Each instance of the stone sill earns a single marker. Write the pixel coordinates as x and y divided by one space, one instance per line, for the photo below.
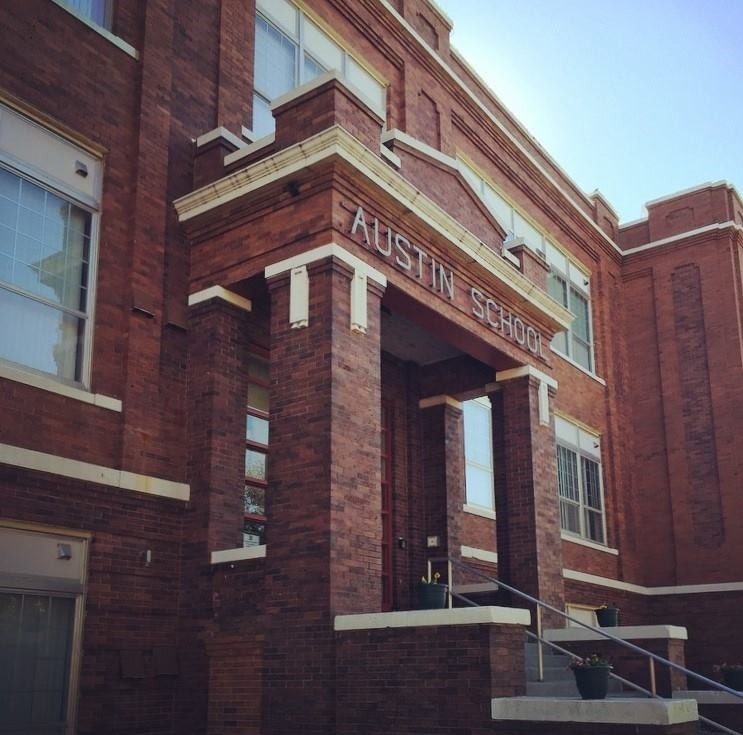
625 632
609 711
704 696
487 615
239 554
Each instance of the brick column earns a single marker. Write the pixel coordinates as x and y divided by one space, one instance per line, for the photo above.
527 506
324 505
443 474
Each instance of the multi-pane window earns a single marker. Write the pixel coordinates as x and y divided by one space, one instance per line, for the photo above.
45 256
291 49
256 451
98 11
579 481
566 283
478 453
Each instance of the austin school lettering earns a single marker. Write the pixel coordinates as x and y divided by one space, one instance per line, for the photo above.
415 261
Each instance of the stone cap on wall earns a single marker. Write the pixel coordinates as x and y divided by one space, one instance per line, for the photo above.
625 632
627 711
488 615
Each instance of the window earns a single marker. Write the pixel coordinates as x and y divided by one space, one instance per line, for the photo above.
579 481
566 282
98 11
256 451
47 245
478 453
290 50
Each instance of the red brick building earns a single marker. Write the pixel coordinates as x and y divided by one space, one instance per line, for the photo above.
289 304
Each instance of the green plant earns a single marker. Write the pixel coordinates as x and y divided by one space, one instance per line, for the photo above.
589 662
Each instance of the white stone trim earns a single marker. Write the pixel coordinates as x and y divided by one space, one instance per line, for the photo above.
610 711
422 618
337 142
239 554
685 589
590 544
477 510
219 292
470 552
391 157
217 133
584 370
730 224
625 632
42 382
77 470
120 43
501 126
326 251
690 190
299 297
704 696
441 400
520 372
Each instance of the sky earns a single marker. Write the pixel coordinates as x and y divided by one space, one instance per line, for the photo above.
636 98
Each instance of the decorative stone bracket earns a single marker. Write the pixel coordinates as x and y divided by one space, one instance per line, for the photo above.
299 285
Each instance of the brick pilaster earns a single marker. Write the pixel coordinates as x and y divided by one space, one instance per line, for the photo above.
324 505
527 506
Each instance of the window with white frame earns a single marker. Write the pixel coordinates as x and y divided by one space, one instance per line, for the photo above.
579 482
99 12
567 283
47 249
290 50
478 453
256 451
━━━━━━━━
◆ **Exercise details**
A verbatim transcript of the material above, with images dropped, is the expected output.

◆ **Result of this task**
Each instance of the stone sill earns a single marker. Write the pixel coordinates as x and y divided by one space, one instance per line, for the photo below.
625 632
609 711
704 696
487 615
239 554
Each instance of the brick column earns a single marker. Write the pixel coordinates as x and y divided by one space, one instance per line, for the photo above.
527 506
324 505
443 474
Each instance of the multi-pane window earns a single marker. Write the pixel coordinates as x and y divided by one space, one instance per line, for the photo above.
45 256
291 49
256 451
98 11
579 481
566 283
478 453
Each instance of the austin school lettering earns a single marker. Write the pixel coordinates as x and y divided by one space, one instance per line, for the photo above.
415 261
Each instance of the stone cap on wall earns a single marker. Write the pixel coordinates as x and y divided by one space, one instance per line, for the photo above.
625 632
627 711
488 615
Each instance of the window earns a single marker. Write the pixel coordinates as x and y divided by one space, one instance per line, for the photo above.
579 481
566 282
98 11
256 451
47 245
478 453
290 50
Each instance of the red brick building earns a single marker. Write the pixel coordinates as x and y divided by one space, one instance per line, for the photo above.
289 304
Each instance of the green plant earns a single marker. Write the pixel coordinates as x and y divided by one space, one instance per line, for the photo above.
589 662
Each instance of the white stone trim earns a single marker. Write the pixel coordinates as x and y divided by one space, one instance per line, for the photo above.
610 711
422 618
337 142
239 554
685 589
590 544
477 510
219 292
470 552
391 157
217 133
584 370
730 224
625 632
42 382
77 470
120 43
501 126
326 251
690 190
299 297
704 696
441 400
520 372
Each instance of the sky earns a single marker. Write the pixel coordinates as x and y divided by one space, one instance per line, for the photo above.
636 98
Each instance of the decorative stone bracket earns a single marker. Write the pixel coordinates as x and y divided by one space, one instance per line, for the photo above.
299 285
Each instance of the brick pilaster earns a single marker. Write the pixel coordinates as x and y divided by one space, one instance per line, for the photo above.
324 505
527 506
Each instance of the window with white frame earns a single marker. Write the pixel coordinates as x and y divided by one space, one instance per line, for the photo above.
579 482
99 12
567 283
47 249
290 50
478 453
256 451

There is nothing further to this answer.